[Votre tâche]
Reprenez le texte sur la reproduction de dessins anciens et poursuivez-le juste après sa dernière phrase.

[Extrait de texte]
□ □ □ □ □

En rentrant de Florence, j'ai passé deux nuits à Turin pour ne pas avoir à faire le voyage d'une traite. Dans le sous sol de la bibliothèque royale se trouve un des codex de Léonard de Vinci. Une espèce de salle-coffre fort. Comme je m'y attendais, elle n'était pas ouverte au public. Elle le sera par exemple le 24 et 25 octobre 2014. J'irai peut être...

Dans le TGV partant de Turin et qui me ramenait sur Paris, j'ai pu à un moment m'asseoir en face de cette jolie jeune femme, Alicia, qui était montée à Bardonecchia.

Elle a bien voulu que je la dessine...

Je n'ai pas vu le voyage passer.

Pour cette esquisse, je ne me suis pas gêné, j'ai pris un bon vieux crayon de couleur rouge.

J'adopte définitivement le style del Sarto...


Renaissance, sur les traces de Michel-Ange


Je me souviens. Il y a quelques années j'étais au Louvre armé de mes sanguines et je me plante dans une galerie de dessins anciens et je commence à reproduire une esquisse de je ne sais plus qui. A ce moment là, entrent deux dames qui se mettent à regarder les dessins. Elles sont à quelques mètres de moi, à portée de voix. quand soudain l'une dit à l'autre :
"Je ne comprends pas à quoi ça sert de reproduire un desssin. Une peinture, oui, mais un dessin..."
Je n'ai pas relevé. J'ai continué à dessiner, animé quelque peu par un certain agacement.


Si c'était un moyen d'engager la conversation, c'était raté, Madame. ça ressemblait plus à une agression.
J'ai presque eu envie de vous répondre malgré tout, mais ça m'aurait pris des minutes précieuses en explications et autres débats et je n'avais pas le temps et j'étais là pour dessiner.

Mais voilà, aujourd'hui, je vais vous répondre Madame. Voilà à quoi ça sert de reproduire un dessin :

Quand vous reproduisez un dessin comme je l'ai fait pour cette étude de Michel-Ange sans décalquer ni utiliser la technique des carreaux bien sûr, il se passe un truc magique.
Vous avez beau essayer d'être fidèle à l'oeuvre originale, au modèle, eh bien, malgré vous, malgré tous vos efforts, vous vous mettez à interpréter ce que vous voyez et il passe immanquablement quelque chose de vous dans la reproduction.
Dans ce "quelque chose de vous", il y a deux composantes :
  • l'héritage artistique lié à votre époque. Une espèce d'inconscient collectif artistique.
  • Votre personnalité et donc votre sens artistique personnel.

Et ça c'est extrêmement riche d'enseignement. Sur l'art en général et la façon dont il a évolué au cours du temps et sur vous même.
Et à ce moment là c'est comme pour Kiss Cool il y a un deuxième effet (si vous ne comprenez pas l'allusion c'est que vous êtes très jeune, demandez à vos parents ou allez voir la pub avec le lapin sur You Tube. Je ne sais pas qui a inventé cette pub mais il est devenu célèbre...)

Vous êtes comme bloqué.

□ □ □ □ □

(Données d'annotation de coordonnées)
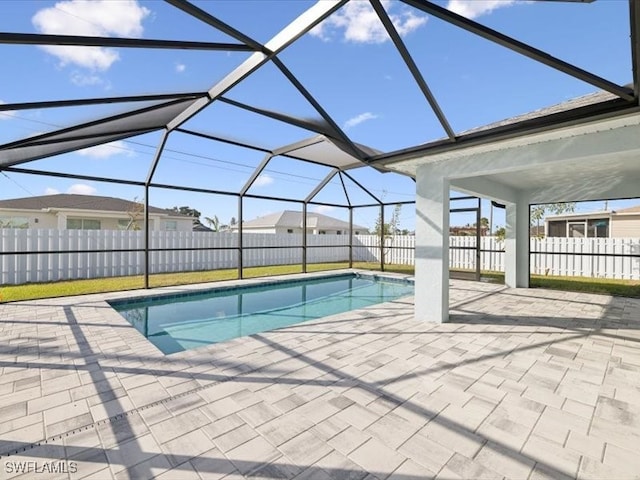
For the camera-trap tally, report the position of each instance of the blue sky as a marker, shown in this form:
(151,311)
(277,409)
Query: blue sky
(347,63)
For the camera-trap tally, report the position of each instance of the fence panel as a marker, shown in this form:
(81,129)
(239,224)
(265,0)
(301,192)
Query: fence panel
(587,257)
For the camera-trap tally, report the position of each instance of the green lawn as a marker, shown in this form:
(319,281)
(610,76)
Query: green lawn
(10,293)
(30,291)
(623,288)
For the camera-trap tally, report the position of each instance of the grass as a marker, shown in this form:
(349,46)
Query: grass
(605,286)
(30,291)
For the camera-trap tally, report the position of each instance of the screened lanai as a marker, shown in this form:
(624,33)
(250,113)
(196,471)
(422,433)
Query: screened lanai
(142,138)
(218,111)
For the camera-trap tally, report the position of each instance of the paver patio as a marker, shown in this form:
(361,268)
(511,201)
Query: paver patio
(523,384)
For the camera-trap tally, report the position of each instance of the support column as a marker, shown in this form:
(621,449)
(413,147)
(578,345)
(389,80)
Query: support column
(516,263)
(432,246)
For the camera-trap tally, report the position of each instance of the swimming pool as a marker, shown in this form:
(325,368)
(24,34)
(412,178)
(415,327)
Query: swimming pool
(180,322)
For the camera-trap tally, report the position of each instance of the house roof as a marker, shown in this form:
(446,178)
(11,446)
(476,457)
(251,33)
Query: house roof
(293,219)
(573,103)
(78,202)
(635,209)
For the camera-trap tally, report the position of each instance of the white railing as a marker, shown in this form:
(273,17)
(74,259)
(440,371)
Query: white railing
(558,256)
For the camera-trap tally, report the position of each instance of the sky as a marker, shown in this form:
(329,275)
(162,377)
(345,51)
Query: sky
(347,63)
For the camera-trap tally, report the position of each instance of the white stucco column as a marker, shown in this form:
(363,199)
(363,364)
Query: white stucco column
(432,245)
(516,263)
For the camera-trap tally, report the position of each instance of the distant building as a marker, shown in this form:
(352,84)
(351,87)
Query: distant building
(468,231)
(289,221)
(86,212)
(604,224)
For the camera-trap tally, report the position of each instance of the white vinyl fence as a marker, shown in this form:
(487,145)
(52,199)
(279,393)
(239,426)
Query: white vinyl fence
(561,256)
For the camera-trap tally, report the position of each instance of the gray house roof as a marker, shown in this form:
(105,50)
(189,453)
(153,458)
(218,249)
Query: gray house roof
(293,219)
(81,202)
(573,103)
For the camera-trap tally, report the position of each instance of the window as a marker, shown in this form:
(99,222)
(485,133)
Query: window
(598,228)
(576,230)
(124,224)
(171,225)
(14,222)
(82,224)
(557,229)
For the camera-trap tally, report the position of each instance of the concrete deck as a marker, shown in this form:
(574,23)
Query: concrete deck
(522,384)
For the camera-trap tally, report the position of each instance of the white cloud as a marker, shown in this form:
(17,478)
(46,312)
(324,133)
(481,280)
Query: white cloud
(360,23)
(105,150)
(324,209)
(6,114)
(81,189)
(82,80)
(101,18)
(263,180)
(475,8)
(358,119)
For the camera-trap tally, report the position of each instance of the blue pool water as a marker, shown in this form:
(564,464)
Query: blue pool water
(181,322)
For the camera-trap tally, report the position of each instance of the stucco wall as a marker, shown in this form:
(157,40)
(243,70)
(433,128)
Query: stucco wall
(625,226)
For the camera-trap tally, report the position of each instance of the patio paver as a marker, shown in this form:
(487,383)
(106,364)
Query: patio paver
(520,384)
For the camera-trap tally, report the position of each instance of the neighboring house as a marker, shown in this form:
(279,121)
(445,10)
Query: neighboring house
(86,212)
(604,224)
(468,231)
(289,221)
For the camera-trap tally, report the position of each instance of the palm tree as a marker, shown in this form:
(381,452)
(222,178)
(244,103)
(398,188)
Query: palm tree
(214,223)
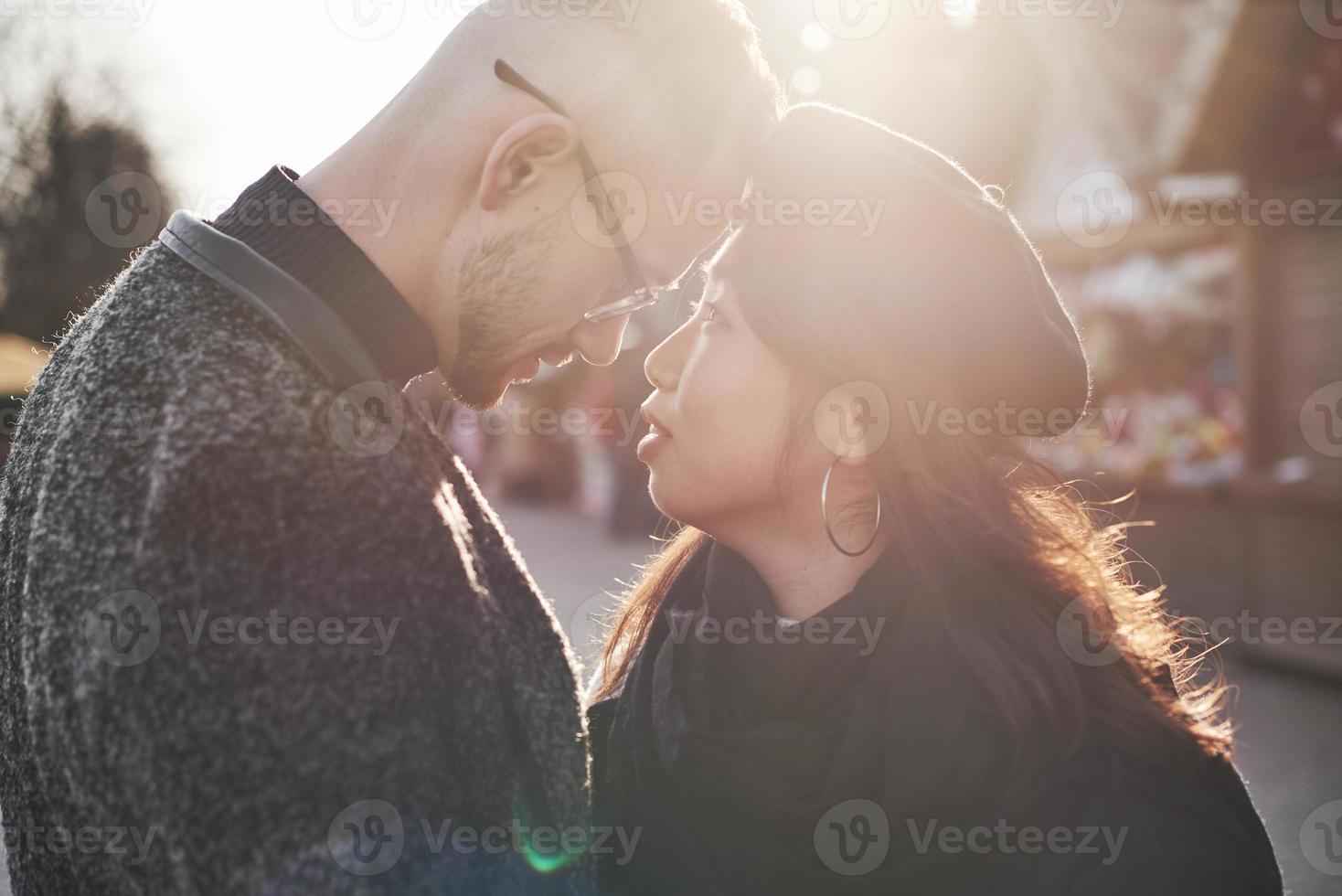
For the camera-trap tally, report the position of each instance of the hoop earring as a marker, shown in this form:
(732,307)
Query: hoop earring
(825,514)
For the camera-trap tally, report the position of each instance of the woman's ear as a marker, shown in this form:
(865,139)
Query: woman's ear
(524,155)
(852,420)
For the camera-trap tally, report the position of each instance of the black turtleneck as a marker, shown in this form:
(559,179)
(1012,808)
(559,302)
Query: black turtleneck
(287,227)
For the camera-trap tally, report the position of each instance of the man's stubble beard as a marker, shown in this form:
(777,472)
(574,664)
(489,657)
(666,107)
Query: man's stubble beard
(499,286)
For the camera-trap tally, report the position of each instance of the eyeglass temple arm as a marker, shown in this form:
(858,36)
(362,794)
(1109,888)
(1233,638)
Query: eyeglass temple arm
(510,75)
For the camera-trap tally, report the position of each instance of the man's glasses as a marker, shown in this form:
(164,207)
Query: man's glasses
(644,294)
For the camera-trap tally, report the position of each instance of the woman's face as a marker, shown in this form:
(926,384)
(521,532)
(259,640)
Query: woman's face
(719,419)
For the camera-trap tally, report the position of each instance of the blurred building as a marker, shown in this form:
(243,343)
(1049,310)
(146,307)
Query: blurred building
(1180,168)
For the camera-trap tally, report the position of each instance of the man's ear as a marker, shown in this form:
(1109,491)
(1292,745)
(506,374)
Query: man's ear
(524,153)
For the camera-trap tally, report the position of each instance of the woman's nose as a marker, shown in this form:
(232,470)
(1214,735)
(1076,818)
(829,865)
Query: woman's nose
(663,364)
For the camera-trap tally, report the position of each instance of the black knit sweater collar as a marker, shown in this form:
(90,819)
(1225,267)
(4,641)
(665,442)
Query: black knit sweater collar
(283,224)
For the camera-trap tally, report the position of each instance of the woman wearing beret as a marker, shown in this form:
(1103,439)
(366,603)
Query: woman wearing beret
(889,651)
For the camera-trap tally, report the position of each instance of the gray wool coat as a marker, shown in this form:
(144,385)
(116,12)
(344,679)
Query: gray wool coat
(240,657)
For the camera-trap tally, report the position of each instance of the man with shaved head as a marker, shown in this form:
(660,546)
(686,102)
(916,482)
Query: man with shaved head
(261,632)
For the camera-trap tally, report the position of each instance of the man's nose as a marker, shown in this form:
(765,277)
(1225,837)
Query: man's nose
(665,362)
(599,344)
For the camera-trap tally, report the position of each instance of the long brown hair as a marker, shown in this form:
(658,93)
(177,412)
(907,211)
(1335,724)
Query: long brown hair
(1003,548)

□ □ □ □ □

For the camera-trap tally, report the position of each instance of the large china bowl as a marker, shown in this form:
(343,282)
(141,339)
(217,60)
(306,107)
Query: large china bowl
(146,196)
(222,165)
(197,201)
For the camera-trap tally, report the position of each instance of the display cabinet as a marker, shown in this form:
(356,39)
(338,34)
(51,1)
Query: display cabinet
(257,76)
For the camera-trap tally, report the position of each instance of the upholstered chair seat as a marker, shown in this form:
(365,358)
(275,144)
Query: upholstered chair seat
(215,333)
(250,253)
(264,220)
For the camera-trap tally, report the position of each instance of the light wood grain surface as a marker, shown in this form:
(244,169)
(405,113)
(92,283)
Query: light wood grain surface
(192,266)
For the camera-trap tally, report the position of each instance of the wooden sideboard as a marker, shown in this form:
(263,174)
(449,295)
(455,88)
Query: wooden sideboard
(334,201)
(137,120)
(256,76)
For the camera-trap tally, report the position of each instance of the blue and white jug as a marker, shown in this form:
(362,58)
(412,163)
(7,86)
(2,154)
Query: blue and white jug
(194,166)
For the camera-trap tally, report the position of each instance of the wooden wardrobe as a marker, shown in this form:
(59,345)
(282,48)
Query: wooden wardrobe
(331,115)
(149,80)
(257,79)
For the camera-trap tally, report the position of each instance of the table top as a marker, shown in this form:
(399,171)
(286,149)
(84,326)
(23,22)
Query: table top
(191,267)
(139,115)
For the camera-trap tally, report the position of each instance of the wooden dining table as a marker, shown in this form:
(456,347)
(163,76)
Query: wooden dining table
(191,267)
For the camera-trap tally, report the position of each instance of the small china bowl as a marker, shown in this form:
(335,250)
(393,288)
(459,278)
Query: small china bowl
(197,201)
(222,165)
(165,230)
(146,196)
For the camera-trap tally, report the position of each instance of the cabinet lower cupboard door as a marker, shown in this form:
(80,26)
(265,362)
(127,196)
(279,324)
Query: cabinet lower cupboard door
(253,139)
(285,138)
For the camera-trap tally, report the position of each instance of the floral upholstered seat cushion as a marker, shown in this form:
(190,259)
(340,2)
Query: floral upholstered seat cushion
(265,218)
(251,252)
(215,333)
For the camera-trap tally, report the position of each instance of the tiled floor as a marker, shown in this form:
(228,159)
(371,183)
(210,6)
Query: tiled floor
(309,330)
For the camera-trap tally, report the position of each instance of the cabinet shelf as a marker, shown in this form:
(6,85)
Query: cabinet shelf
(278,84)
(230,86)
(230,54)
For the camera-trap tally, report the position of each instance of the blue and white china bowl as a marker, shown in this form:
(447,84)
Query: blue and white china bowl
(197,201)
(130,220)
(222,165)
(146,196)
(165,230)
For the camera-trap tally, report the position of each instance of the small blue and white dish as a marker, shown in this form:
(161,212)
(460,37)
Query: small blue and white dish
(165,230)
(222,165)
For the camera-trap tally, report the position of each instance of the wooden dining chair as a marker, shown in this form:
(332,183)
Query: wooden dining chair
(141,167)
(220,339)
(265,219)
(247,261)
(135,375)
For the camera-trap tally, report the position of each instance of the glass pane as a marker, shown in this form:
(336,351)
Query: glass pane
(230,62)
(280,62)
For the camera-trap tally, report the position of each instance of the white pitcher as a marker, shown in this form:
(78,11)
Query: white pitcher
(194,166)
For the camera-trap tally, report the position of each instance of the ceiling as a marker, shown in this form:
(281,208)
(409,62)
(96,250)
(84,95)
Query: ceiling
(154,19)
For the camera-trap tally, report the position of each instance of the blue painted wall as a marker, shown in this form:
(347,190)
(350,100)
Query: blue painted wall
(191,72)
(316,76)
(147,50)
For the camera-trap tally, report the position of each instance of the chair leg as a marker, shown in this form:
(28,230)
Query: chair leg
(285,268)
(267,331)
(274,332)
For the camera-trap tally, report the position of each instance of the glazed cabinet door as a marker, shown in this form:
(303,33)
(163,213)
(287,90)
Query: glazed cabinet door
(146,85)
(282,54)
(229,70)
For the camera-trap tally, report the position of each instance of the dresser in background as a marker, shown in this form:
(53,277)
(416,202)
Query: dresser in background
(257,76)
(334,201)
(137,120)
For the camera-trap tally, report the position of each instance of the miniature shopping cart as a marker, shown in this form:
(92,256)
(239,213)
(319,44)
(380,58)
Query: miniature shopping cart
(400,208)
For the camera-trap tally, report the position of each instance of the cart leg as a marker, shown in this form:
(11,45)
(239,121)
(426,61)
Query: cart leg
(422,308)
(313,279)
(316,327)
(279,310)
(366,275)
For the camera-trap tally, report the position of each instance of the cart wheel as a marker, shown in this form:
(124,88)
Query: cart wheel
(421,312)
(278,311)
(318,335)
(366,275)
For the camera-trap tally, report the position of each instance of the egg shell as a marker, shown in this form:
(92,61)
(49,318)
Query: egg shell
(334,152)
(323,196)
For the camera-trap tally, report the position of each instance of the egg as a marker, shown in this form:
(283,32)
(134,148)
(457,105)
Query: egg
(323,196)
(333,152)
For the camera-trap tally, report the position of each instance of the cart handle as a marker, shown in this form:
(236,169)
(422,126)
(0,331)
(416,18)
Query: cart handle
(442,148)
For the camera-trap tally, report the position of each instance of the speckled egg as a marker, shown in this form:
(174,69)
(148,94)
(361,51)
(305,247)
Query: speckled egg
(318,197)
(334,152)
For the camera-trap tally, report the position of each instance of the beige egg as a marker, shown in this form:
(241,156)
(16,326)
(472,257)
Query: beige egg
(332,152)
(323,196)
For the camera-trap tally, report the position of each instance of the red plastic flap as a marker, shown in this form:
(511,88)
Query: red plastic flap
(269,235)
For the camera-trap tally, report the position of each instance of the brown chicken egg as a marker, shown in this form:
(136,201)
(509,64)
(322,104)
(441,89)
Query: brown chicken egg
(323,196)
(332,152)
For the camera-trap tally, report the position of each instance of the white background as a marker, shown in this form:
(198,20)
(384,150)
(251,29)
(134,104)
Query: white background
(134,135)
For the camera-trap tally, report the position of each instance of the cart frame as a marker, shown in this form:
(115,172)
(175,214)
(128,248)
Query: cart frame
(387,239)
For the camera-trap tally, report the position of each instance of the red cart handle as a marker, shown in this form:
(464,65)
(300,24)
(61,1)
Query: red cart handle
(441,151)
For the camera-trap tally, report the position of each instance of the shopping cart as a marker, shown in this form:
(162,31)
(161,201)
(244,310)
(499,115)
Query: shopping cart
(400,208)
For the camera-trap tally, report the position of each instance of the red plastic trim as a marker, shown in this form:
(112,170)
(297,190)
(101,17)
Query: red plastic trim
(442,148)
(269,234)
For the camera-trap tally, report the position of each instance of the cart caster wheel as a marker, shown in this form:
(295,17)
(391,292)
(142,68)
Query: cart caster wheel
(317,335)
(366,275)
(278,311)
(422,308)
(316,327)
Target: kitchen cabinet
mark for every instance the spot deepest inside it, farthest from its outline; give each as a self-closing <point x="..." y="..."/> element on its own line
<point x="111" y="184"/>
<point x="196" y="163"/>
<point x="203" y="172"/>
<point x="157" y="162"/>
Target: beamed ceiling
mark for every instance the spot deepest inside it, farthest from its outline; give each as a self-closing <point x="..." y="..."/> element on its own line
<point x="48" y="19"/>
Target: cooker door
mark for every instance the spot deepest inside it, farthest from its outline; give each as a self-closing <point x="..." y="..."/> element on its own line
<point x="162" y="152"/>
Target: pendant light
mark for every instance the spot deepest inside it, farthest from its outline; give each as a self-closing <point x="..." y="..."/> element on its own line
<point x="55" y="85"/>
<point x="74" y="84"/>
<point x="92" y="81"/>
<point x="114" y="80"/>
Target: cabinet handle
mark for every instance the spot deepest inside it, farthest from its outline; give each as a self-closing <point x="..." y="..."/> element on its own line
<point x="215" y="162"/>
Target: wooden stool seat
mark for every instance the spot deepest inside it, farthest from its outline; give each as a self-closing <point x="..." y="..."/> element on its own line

□ □ □ □ □

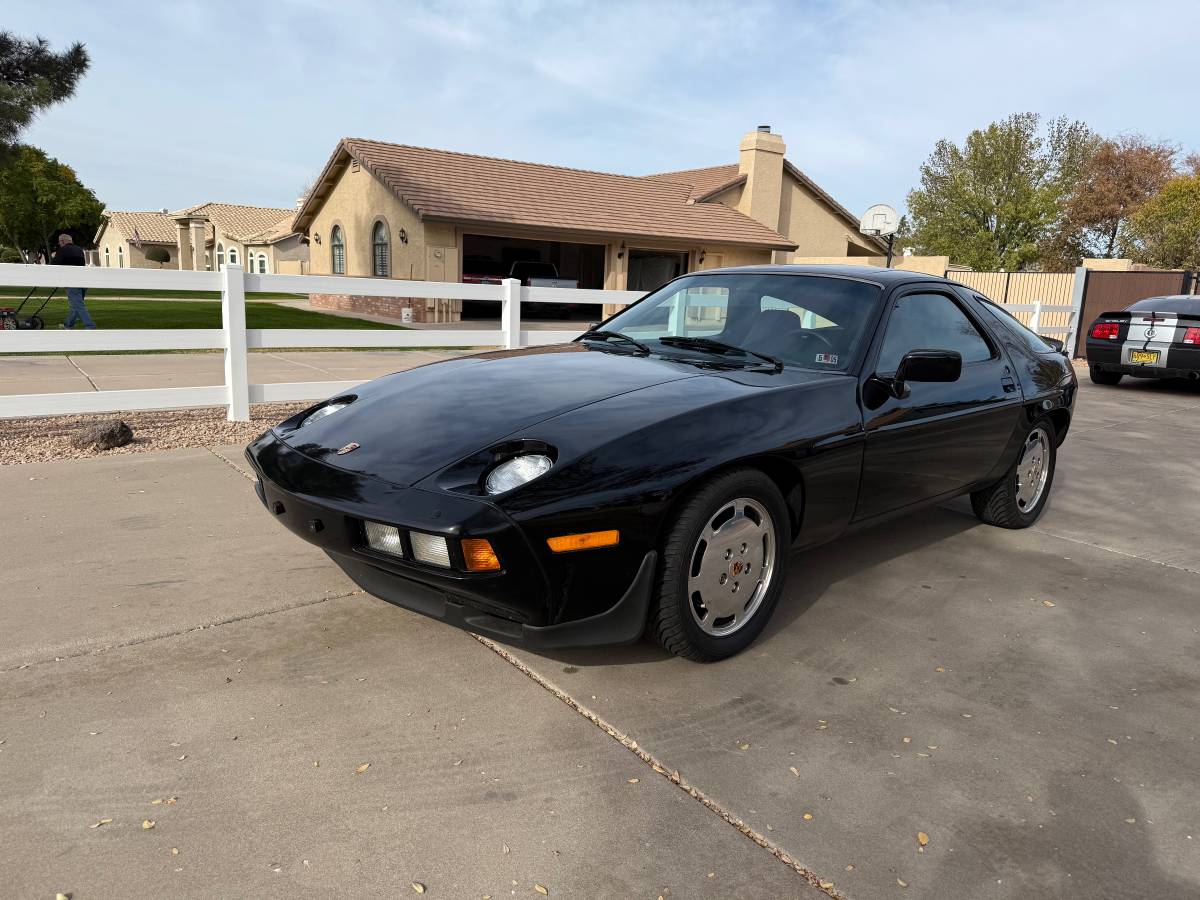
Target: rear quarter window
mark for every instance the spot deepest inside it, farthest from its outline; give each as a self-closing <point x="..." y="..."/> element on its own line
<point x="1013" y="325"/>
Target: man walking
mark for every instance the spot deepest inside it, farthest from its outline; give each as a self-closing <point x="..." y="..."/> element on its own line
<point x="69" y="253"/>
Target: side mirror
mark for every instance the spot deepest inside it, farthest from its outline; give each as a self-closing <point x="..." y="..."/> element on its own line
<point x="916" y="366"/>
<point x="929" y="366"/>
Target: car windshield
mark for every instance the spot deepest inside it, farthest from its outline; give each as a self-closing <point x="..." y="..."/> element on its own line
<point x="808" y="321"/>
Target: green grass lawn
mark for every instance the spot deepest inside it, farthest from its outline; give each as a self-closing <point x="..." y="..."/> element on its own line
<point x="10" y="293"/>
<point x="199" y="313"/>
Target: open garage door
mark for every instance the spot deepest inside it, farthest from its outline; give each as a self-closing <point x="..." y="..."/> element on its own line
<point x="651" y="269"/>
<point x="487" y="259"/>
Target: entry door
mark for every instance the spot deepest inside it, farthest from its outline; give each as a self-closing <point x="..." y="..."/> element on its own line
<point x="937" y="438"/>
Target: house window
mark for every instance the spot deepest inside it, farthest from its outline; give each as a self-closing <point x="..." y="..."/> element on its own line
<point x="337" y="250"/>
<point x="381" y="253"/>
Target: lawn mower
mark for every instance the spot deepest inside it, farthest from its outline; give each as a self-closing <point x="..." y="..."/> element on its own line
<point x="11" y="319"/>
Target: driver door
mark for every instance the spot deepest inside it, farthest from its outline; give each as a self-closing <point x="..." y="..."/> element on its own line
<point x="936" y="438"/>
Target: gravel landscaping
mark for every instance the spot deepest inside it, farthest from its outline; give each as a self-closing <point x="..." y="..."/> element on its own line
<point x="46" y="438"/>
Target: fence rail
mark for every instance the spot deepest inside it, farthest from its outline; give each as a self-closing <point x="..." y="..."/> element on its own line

□ □ □ □ □

[Problème résolu]
Vous vous rendez compte que vous dénaturez un classique et malgré tout vous sortez des choses qui vous plaisent plus que ce classique qui vous a inspiré.
Vous tracez une ligne, vous tracez un trait, vous estompez, vous gommez, et à chaque fois, vous êtes en train de vous demander si ce que vous faites vous plait plus ou moins bien que ce que le maître a dessiné.
C'est à la fois extrêmement excitant et déstabilisant.
Ce faisant, en imitant des dessins très très anciens vous êtes en train de désapprendre des siècles d'héritage artistique mais malgré vous il y a des choses de cet héritage qui continuent de passer et au final vous obtenez un résultat très épuré; Comme si vous aviez remonté le temps puis étiez revenu à votre époque en ne gardant de l'évolution que ce vous jugiez vraiment bon de garder.

Vous voyez dans ma reproduction, il y a quelque chose à la fois de moderne et d'ancien qui rend ce travail indéfinissable.
J'ai été tellement agréablement surpris du résultat, j'ai tellement eu peur d'altérer ce que je venais de produire que j'ai arrêté de dessiner.
Le dessin est sur mon bureau depuis des semaines et impossible d'y retoucher. Il y a quelque chose qui me parle, comme une découverte et je ne veux pas y toucher avant d'être parvenu à comprendre ce que c'est.

Peut être un mélange curieux entre un Michel-Ange et une pub pour les sous vêtements Calvin Klein... Donc un truc complètement inédit du style OVNI.

ça me fait penser à ce truc qu'a dit cette artiste Marie Sallantin et qui m'obsède depuis que je l'ai lu (surtout la dernière phrase):

“J’aime la compagnie des maîtres anciens . Ils ne m’écrasent pas mais me protègent des modes stériles et vaines en me faisant revenir à la source. Ils m’apprennent, me surprennent et me protègent. De quoi ? De l’ennui. Est-ce un repli ? Non, c’est un point d’appui, une force, une ouverture sur un monde commun. Le nouveau c’est le très ancien, les peintres (et les dessinateurs) le savent bien.”

En faisant ce travail de reproduction j'ai vraiment ressenti les mots de Marie Sallantin. Sauf que j'aurais dit "une ouverture sur des mondes encore inexplorés".

Voilà donc, Madame la visiteuse du Louvre, à quoi sert de reproduire un dessin ancien.

Il sert à la renaissance du sens artistique de celui qui fait ce travail. Voilà pourquoi le titre de cet article peut être compris de deux façons.